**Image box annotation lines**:

** BEGIN **

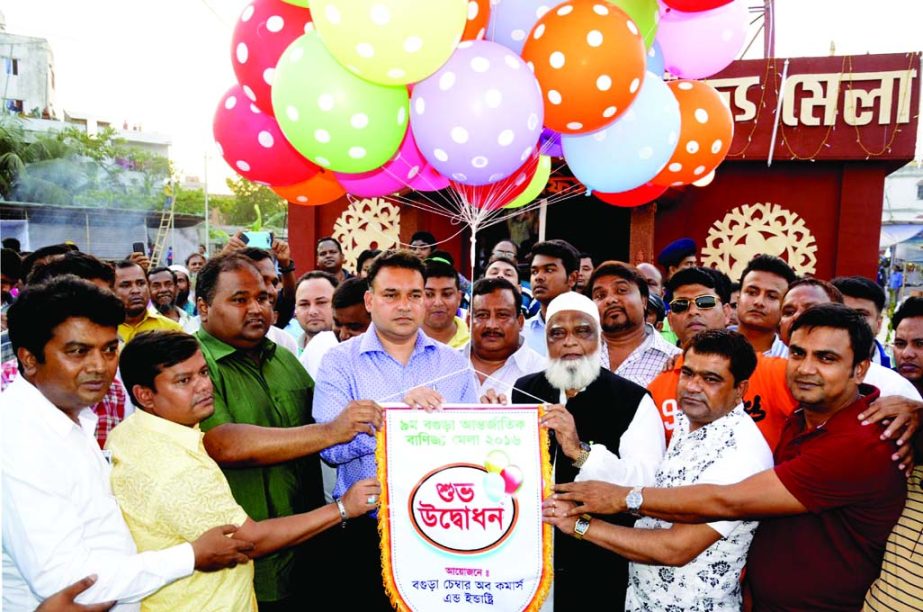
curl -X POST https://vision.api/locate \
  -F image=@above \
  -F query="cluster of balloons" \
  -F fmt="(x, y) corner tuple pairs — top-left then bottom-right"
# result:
(213, 0), (747, 209)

** END **

**What to do**: Switch "balloons" to "kites" throughout the lines above, leaving everything else unchanged. Give the lines again without the pictures.

**Complete output**:
curl -X POST https://vision.api/locate \
  -F image=@above \
  -F query="cluster of kites" \
  -F fmt="(x, y) corner tuple pairs — top-left then bottom-right"
# result:
(213, 0), (747, 209)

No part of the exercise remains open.